• [TEXT ZUM LESEN]:
Das Lesejahr A eröffnet uns an drei aufeinanderfolgenden Fastensonntagen den ganzen Horizont der Jesus-Beziehung in der Gemeinde des Johannes-Evangeliums; es wird jeweils ein ganzes Kapitel vorgelesen (am besten mit verteilten Rollen wie am Palmsonntag und am Karfreitag). Die Samariterin am Jakobsbrunnen (Joh 4) und der Blindgeborene am Schiloach- Teich (Joh 9) öffnen das Herz für die Licht- und Lebensquelle in der Taufe; mit der Auferweckung des Lazarus (Joh 11) festigt sich der Glaube, dass Jesus Christus der einzige Weg zum wahren Leben ist. Wir lernen in den verschiedenen Gesprächen, dass nicht alle Gebete um Genesung und Heilung erhört werden; wir erfahren über den Tod als einen heilsamen Schlaf für die Auferstehung in ein neues Leben; wir lernen im Ich-Wort Jesu, wie wir mit Katechismussätzen umgehen sollen, nämlich als unmittelbarer Bezug zur Person Jesu; wir dürfen uns mit Jesus erschüttert zeigen über das Unverständnis der Welt und über die Macht des Todes, die scheinbar jede Liebe zerstört; und wir preisen die Größe und Güte Gottes, der uns neues und ewiges Leben zu schenken vermag. In der Osternacht fließen diese Glaubensgefühle in das feste Bekenntnis ein, das in uns die Taufgnade erneuert und uns auf das ewige Leben und die eigene Auferstehung ausrichtet.

„Gepriesen sei die Stunde, da Lazarus nur schlief!

Das Wort aus deinem Munde zu neuem Heil ihn rief.

Doch einst wird jeder Riegel des Totenreichs gesprengt, gelöst der Gräber Siegel

und Freiheit uns geschenkt.“

Gotteslob, Bamberger Diözesananhang Nr. 883, 3. Strophe

Lazarus kumm raus – ein echtes Glaubenszeugnis

„Lazarus, kumm raus! Kumm raus!“ Ein Schauer lief mir über den Rücken, als ich den Lazarus- Song meines evangelischen Pfarrerkollegen und Kabarettisten Hannes Schott zum ersten Mal hörte – bei einem Faschingsabend im Pfarrsaal unserer Gemeinde St. Hedwig in Bayreuth. Mitten in die Faschingsstimmung mit ausgelassenen Schunkelliedern und lauter Popmusik brachte Hannes Schott, jetzt Pfarrer in Nürnberg St. Jakob, den ganzen Pfarrsaal zum Nachdenken. Mit seinem Partner Stefan Haußner im Duo „Zsammgebicht“ gab es in seinem Beitrag viele unterhaltsame Situationsbeschreibungen; doch sein biblischer Song – mit und für Konfirmanden entwickelt – war zwar ein sprachlich salopper Umgang mit dem Evangelium, aber zugleich ein echtes Glaubenszeugnis – auch für uns als Faschingsgemeinde und erst recht für seine jungen Leute. Uns alle ruft Jesus eines Tages auch wie den Lazarus: „Kumm raus!“ Und Pfarrer Schott musste auch in den Folgejahren immer wieder „seinen“ Lazarus singen, das wollte alle noch einmal hören.

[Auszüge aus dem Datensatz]

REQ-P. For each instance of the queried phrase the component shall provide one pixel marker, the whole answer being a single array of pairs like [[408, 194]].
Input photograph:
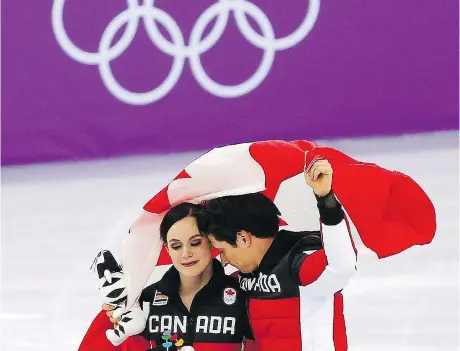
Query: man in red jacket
[[294, 285]]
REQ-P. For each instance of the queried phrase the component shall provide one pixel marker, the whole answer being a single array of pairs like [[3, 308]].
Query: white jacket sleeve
[[328, 270]]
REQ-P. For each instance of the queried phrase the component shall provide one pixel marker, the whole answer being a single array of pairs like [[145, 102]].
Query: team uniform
[[217, 319], [295, 303]]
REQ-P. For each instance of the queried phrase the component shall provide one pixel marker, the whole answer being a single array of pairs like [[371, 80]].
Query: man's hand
[[319, 177]]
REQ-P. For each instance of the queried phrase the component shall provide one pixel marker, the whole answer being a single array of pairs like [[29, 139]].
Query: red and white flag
[[389, 210]]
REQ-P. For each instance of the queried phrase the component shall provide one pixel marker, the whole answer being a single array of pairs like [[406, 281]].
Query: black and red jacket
[[295, 301], [217, 319]]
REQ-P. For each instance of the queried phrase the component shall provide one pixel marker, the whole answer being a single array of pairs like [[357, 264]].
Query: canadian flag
[[389, 210]]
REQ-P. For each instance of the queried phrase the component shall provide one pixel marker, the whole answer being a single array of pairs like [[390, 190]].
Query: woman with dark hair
[[195, 306]]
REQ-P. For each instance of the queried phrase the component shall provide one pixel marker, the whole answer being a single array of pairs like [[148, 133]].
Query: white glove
[[132, 322]]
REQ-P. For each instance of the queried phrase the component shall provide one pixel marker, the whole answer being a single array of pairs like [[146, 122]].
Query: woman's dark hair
[[175, 214]]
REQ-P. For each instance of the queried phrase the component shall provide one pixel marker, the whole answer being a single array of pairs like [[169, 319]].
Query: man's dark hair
[[224, 217], [175, 214]]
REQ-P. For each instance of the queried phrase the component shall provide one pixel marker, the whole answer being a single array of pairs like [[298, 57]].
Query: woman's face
[[190, 251]]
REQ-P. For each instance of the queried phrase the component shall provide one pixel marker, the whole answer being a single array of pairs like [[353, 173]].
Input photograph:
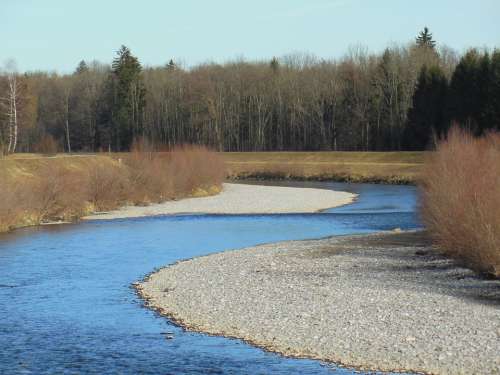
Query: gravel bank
[[241, 199], [382, 302]]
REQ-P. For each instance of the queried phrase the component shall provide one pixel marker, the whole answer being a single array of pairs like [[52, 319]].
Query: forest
[[403, 98]]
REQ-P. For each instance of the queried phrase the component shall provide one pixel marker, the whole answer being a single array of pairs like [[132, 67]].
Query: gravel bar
[[241, 199], [384, 302]]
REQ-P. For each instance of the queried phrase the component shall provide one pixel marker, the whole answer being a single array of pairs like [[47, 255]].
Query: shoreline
[[280, 297], [240, 199]]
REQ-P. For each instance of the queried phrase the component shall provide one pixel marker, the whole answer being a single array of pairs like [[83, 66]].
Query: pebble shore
[[241, 199], [383, 302]]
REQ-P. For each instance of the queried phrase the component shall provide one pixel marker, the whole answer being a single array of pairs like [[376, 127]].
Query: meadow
[[377, 167]]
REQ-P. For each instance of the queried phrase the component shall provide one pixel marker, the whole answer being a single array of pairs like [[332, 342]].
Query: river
[[67, 305]]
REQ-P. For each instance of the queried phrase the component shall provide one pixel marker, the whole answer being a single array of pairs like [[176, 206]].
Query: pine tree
[[82, 67], [424, 39], [426, 117], [494, 92], [171, 65], [128, 99], [463, 105]]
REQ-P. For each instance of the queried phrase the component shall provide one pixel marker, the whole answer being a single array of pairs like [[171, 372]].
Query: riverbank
[[382, 302], [37, 189], [240, 199], [366, 167]]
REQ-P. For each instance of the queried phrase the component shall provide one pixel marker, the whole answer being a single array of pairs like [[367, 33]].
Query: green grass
[[383, 167]]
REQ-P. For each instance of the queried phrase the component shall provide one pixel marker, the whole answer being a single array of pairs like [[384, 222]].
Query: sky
[[54, 35]]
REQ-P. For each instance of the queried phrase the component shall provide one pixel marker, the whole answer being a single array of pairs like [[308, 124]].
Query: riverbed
[[67, 305]]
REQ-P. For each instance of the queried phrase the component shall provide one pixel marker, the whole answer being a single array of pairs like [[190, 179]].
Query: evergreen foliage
[[396, 100], [127, 100], [426, 118], [424, 39]]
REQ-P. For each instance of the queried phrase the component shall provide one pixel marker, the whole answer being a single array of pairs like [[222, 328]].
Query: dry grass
[[461, 199], [36, 189], [387, 167]]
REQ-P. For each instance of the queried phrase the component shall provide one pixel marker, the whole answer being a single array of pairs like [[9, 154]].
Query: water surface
[[66, 305]]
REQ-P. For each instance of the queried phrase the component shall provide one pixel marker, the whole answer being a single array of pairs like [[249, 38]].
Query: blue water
[[67, 307]]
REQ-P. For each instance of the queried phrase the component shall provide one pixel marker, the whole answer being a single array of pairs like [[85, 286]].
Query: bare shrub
[[461, 199], [54, 193], [10, 204], [195, 167], [59, 189]]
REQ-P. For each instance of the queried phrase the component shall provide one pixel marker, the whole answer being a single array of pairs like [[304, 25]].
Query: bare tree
[[10, 104]]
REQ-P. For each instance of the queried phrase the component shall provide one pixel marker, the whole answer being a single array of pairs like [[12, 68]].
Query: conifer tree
[[128, 99], [463, 105], [274, 64], [171, 65], [424, 39], [426, 117], [82, 67]]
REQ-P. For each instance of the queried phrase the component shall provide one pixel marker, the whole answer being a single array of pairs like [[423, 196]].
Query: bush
[[106, 186], [54, 193], [68, 188], [461, 199], [10, 204]]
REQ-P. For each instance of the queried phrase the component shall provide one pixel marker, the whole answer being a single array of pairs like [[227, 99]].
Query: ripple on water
[[66, 305]]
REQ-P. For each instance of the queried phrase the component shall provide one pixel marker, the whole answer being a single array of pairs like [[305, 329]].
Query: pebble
[[362, 301]]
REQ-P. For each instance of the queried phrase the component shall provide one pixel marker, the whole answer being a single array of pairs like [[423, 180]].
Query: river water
[[67, 306]]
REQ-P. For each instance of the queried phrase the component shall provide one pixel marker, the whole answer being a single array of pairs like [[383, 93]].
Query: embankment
[[36, 189], [373, 167]]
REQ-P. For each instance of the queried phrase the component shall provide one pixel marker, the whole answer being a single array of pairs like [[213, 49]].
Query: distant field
[[385, 167]]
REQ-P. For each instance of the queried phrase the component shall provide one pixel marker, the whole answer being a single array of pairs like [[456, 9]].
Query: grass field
[[382, 167]]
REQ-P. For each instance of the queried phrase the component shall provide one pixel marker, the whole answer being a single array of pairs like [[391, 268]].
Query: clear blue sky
[[57, 34]]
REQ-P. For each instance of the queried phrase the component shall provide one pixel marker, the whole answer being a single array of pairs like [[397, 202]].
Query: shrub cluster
[[461, 199], [59, 190]]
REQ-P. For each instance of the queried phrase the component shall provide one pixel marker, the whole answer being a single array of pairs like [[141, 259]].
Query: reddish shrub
[[461, 199]]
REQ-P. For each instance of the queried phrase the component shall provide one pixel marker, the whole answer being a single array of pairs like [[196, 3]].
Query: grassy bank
[[461, 199], [36, 189], [378, 167]]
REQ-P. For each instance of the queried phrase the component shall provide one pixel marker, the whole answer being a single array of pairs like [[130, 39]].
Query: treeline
[[399, 99], [39, 190]]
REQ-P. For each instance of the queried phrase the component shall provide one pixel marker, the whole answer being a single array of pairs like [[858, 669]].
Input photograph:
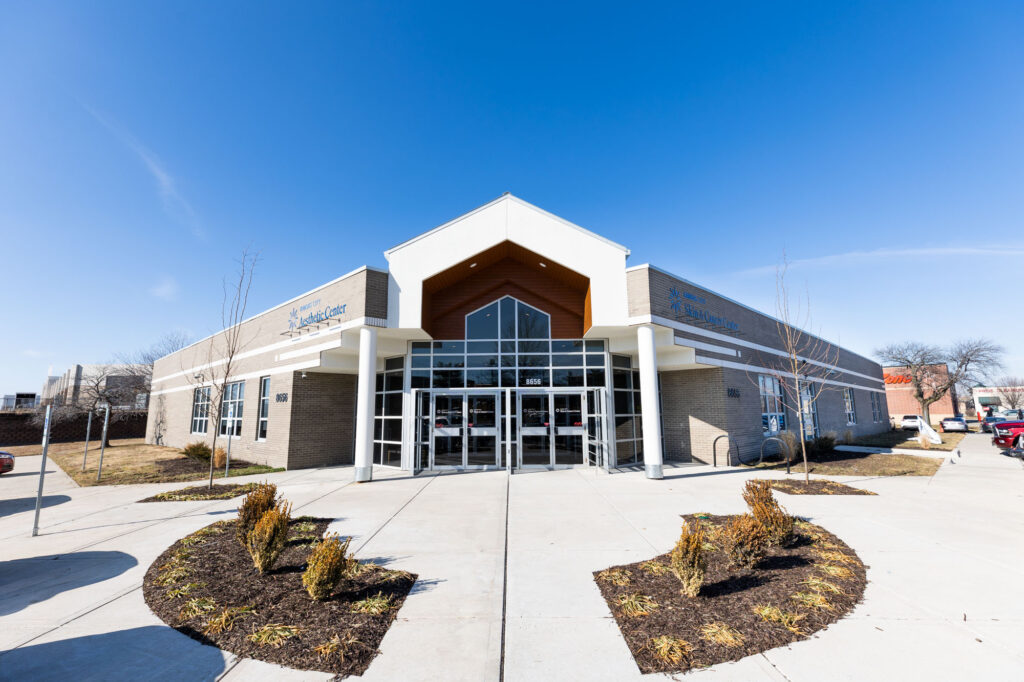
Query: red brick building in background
[[899, 394]]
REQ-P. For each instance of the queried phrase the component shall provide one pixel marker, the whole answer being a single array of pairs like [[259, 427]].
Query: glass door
[[569, 428], [481, 425], [448, 428], [535, 429]]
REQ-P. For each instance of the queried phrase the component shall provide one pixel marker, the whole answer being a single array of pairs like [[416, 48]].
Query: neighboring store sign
[[312, 313], [678, 301]]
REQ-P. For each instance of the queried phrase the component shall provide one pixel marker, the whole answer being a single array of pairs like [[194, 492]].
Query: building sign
[[313, 313], [682, 305]]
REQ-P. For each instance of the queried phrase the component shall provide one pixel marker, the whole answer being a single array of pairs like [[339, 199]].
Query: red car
[[1008, 434]]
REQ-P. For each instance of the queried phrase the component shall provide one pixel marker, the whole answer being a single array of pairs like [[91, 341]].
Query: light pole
[[102, 444]]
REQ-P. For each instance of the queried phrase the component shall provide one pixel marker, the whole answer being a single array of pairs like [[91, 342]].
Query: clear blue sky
[[143, 144]]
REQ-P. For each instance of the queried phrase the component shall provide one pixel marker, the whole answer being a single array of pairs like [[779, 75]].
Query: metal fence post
[[102, 446], [42, 470], [88, 429]]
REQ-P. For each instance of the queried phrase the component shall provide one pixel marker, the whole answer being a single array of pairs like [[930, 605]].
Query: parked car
[[1009, 434], [910, 423], [953, 424], [986, 424]]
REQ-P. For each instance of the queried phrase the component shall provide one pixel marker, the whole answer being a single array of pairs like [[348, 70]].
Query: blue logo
[[681, 308]]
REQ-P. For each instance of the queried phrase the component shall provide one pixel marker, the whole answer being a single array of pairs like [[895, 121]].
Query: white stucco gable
[[508, 218]]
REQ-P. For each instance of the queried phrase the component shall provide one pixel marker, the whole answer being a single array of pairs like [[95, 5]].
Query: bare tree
[[138, 364], [801, 374], [934, 371], [223, 347], [1011, 390]]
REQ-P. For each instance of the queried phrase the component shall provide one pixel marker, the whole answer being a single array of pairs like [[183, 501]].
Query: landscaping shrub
[[197, 451], [252, 509], [329, 562], [267, 540], [687, 560], [793, 442], [768, 512], [745, 541]]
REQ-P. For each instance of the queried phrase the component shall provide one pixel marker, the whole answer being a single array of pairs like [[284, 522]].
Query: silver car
[[951, 424]]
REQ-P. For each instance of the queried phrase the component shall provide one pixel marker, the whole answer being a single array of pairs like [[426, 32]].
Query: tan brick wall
[[170, 423]]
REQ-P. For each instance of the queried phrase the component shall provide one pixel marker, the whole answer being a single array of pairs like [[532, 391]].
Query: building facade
[[899, 393], [508, 337]]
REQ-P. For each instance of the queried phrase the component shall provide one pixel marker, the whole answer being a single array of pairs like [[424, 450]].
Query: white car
[[910, 423]]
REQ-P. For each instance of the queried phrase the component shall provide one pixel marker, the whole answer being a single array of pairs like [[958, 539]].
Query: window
[[629, 421], [387, 413], [230, 409], [264, 408], [201, 410], [509, 346], [876, 407], [772, 410], [810, 407], [850, 406]]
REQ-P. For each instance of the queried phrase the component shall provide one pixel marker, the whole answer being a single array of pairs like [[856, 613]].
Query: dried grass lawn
[[908, 439], [839, 463], [131, 461]]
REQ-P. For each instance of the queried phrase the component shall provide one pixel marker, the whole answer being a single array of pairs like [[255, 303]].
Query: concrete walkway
[[945, 600]]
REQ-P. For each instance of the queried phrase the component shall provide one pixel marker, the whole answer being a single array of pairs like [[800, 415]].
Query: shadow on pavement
[[153, 652], [36, 579], [18, 505]]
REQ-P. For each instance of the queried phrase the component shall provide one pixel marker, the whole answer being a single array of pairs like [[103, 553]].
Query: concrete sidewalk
[[943, 601]]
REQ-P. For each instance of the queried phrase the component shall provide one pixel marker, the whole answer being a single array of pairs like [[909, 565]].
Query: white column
[[648, 397], [365, 405]]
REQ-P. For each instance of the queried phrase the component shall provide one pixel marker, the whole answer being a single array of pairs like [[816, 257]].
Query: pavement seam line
[[612, 506], [505, 578], [391, 517]]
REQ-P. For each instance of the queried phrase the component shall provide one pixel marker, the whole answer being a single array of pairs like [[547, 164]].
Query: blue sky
[[144, 144]]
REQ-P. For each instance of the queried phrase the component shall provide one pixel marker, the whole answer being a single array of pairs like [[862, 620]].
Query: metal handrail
[[714, 448]]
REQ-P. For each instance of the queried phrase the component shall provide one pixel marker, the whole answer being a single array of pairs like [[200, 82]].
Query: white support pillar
[[365, 405], [648, 396]]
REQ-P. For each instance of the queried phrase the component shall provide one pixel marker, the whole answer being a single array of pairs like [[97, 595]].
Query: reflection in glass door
[[482, 426], [448, 430], [535, 416], [568, 428]]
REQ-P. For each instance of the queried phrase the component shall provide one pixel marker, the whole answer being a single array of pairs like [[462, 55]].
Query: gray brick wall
[[323, 426]]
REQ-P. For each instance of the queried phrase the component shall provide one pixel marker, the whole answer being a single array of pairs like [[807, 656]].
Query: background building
[[87, 385], [899, 394]]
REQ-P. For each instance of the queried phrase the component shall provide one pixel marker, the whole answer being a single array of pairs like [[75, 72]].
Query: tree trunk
[[803, 448]]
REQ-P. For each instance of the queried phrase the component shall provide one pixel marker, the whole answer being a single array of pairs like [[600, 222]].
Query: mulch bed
[[196, 493], [219, 573], [730, 596], [815, 486]]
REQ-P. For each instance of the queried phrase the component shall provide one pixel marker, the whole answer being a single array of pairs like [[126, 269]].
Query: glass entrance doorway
[[539, 428]]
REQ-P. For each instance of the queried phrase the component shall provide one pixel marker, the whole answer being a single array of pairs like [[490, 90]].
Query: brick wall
[[323, 426], [17, 429]]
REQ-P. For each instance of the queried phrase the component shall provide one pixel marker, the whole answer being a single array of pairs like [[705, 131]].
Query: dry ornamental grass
[[793, 592]]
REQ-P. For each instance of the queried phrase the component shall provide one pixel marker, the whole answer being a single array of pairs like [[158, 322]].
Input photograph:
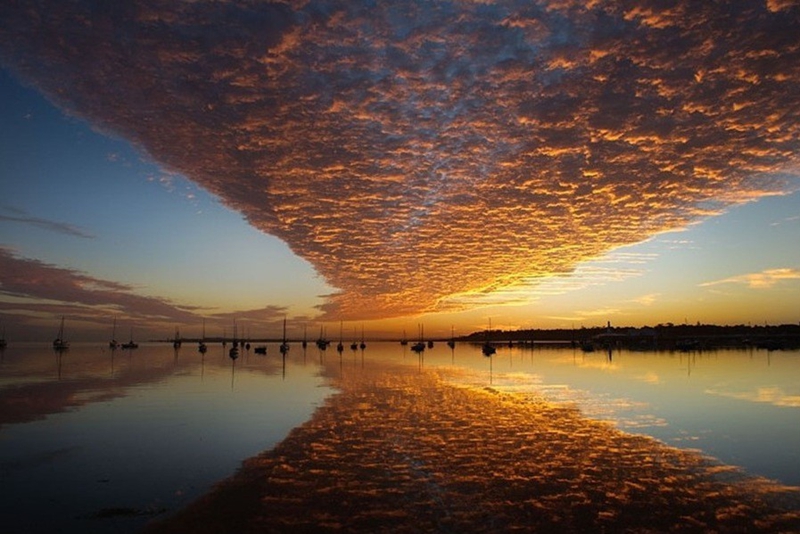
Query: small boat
[[234, 350], [322, 343], [488, 349], [177, 342], [340, 346], [284, 345], [59, 343], [113, 344], [201, 345], [130, 344], [419, 346]]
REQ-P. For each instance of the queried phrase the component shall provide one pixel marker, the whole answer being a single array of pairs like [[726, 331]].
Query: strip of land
[[400, 449]]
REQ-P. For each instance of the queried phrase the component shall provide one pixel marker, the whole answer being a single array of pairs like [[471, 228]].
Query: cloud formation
[[763, 280], [415, 151], [19, 216], [31, 286]]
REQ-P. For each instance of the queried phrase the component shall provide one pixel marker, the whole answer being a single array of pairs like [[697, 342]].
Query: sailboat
[[59, 343], [488, 349], [130, 344], [452, 342], [113, 344], [201, 346], [322, 343], [234, 351], [284, 344], [419, 346]]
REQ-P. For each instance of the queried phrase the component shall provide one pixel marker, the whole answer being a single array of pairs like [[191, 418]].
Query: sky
[[537, 164]]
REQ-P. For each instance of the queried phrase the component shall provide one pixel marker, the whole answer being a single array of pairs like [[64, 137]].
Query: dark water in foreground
[[95, 441]]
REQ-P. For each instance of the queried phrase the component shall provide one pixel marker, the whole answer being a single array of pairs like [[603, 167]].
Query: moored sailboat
[[59, 343], [113, 344]]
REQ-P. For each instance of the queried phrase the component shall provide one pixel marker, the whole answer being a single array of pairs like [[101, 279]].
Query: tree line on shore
[[666, 336]]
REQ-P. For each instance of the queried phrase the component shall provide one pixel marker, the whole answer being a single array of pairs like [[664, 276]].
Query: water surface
[[102, 441]]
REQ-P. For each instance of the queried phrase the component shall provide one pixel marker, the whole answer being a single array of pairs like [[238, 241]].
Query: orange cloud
[[413, 152]]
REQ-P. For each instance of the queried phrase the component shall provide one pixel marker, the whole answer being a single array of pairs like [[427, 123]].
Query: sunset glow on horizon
[[545, 164]]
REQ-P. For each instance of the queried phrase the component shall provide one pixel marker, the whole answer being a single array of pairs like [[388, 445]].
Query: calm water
[[101, 441]]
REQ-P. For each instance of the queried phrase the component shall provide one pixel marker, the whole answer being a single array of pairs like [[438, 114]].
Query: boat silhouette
[[59, 343]]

• [ZU ERLEDIGENDE AUFGABEN]:
[1] Welche Kapitel des Johannes-Evangeliums werden laut dem Text zu den Fastensonntagen im Lesejahr A vorgelesen? Gib zu jedem Kapitel die Erzählung an, die der Text ihm zuordnet.
[2] Setze den Text zu den Fastensonntagen nach seinem letzten Satz fort.

• [LÖSUNGEN DER AUFGABEN]:
[1]
- Joh 4: die Samariterin am Jakobsbrunnen
- Joh 9: der Blindgeborene am Schiloach-Teich
- Joh 11: die Auferweckung des Lazarus

[2]
Lazarus weckt in uns das schlechte Gewissen

Lazarus – mir war von einer Burgund-Reise die Verehrung dieses Freundes Jesu in Autun sehr wohl bekannt, wie es überhaupt in Frankreich und Spanien viele Lazarus-Kirche und sogar Ortsnamen gibt. Umso mehr war ich bei meiner ersten Reise nach Zypern überrascht, als wir kurz nach der Landung die uralte Stadt Larnaka besuchten und dort das Grab eben dieses Lazarus vorfanden. Nach seiner Auferweckung habe er fluchtartig Palästina verlassen (vgl. Joh 12,9-10) und sei nach Zypern gegangen, sei dort später von den Aposteln Paulus und Barnabas als Bischof eingesetzt worden und habe schließlich den Märtyrertod erlitten. Bei uns steht Lazarus nicht so hoch in Ehren – vielleicht weil er ein schlechtes Gewissen weckt durch seinen Namensvetter im Lukas-Evangelium, der in Abrahams Schoss sitzen darf nach all den Entbehrungen des irdischen Lebens, während es den reichen Prasser nach einem Tropfen Wasser dürstet, den er seinem armen Nachbarn nie gegönnt hatte.

Ostern bekräftigt die Hoffnung auf das ewige Leben

Obendrein hat mich der evangelische Pfarrer von Nikosia darauf aufmerksam gemacht, dass der griechische Name Lazarus dem hebräischen Eleazar und Elieser „Gott hat geholfen“ entspricht und sich damit neue Parallelen zu biblischen Personen aus der Abrahams-Geschichte, aus der Mose-Familie und aus der Makkabäer-Zeit ergeben.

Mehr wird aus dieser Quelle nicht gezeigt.